--- Listed records ---

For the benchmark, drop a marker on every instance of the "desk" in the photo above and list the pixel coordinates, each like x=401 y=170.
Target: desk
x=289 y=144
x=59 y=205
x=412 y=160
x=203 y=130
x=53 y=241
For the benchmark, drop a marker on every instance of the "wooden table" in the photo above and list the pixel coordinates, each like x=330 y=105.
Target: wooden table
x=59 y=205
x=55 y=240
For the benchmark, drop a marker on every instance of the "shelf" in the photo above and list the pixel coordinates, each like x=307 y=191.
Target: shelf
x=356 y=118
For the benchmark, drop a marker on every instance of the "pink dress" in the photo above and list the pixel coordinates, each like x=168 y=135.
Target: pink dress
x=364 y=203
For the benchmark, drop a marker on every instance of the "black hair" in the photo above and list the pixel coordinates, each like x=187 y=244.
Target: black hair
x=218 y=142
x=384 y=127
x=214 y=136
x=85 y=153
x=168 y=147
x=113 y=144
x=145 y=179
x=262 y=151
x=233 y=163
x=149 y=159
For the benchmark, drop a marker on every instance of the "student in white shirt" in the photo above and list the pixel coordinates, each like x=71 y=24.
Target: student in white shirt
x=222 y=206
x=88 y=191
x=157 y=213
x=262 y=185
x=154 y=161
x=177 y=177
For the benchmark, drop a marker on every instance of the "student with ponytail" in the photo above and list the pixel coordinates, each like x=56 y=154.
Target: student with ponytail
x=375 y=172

---
--- Listed records ---

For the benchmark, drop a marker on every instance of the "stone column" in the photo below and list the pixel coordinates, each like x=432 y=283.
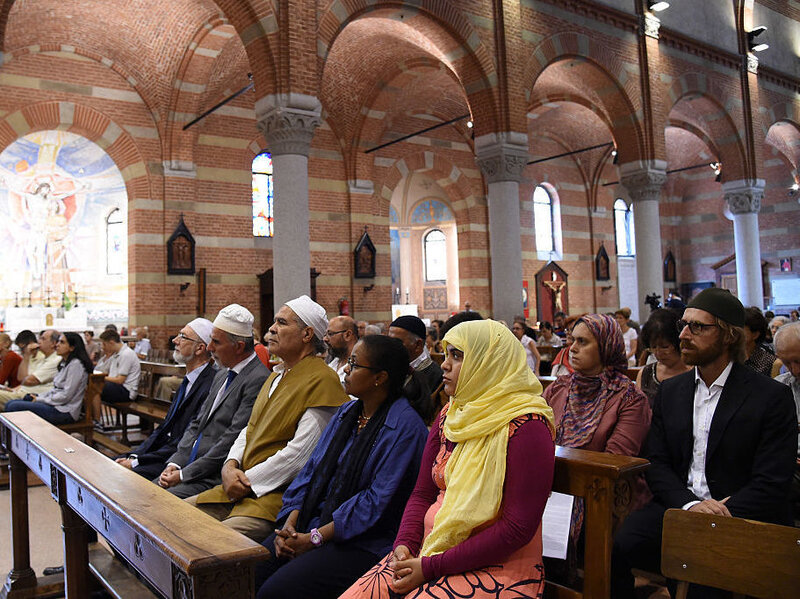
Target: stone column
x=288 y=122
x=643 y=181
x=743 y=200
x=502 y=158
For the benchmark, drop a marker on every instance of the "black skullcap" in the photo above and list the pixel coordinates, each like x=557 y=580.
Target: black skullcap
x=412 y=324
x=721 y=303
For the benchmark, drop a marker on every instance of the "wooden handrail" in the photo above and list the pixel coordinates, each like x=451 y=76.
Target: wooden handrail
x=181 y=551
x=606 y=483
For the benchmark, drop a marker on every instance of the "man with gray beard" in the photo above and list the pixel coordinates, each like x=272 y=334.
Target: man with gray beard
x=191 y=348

---
--- Listed records ---

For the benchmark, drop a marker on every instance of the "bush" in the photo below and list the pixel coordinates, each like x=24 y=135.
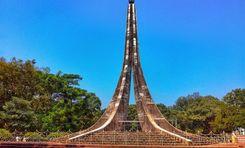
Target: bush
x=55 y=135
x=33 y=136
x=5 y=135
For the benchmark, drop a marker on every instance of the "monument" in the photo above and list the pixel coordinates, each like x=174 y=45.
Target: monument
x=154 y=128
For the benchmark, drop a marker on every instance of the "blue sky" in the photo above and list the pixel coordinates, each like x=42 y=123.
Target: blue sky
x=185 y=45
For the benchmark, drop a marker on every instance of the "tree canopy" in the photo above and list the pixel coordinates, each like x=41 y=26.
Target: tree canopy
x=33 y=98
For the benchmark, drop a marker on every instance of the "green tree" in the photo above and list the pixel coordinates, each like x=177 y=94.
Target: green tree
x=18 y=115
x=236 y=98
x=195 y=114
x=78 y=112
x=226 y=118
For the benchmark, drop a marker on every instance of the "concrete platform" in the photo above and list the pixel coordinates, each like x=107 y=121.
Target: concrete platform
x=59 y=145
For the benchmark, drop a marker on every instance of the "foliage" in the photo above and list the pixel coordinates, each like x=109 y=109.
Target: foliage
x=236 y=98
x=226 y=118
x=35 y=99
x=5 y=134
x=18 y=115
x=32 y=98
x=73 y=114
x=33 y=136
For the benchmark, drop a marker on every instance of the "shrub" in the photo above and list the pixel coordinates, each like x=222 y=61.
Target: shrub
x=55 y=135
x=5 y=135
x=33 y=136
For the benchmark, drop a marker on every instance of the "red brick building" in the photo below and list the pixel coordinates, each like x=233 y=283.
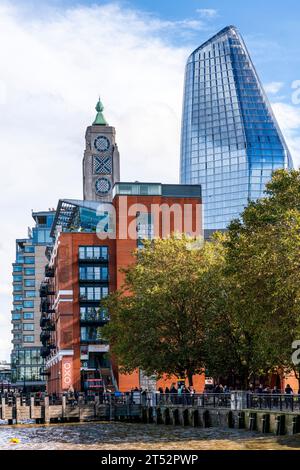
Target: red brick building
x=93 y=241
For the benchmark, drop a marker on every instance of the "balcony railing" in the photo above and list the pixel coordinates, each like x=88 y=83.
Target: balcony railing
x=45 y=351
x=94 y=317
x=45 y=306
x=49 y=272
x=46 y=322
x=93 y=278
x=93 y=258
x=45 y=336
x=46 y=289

---

Convert the lines into a Markdown table with the columns Row and Line, starting with the line containing "like x=330 y=105." and going on through the line containing "x=356 y=118". Number each line and leave out blank lines.

| Row | Line |
|---|---|
| 1 | For the benchmark, drop a marker on every instance of the "wooden table" in the photo above and list the pixel coordinates, each like x=330 y=105. |
| 2 | Target: wooden table |
| 3 | x=59 y=205 |
| 4 | x=55 y=240 |
| 5 | For the benchmark, drop a marker on every instance of the "shelf" in the photo above and list the pixel coordinates, each like x=307 y=191. |
| 6 | Target: shelf |
| 7 | x=356 y=118 |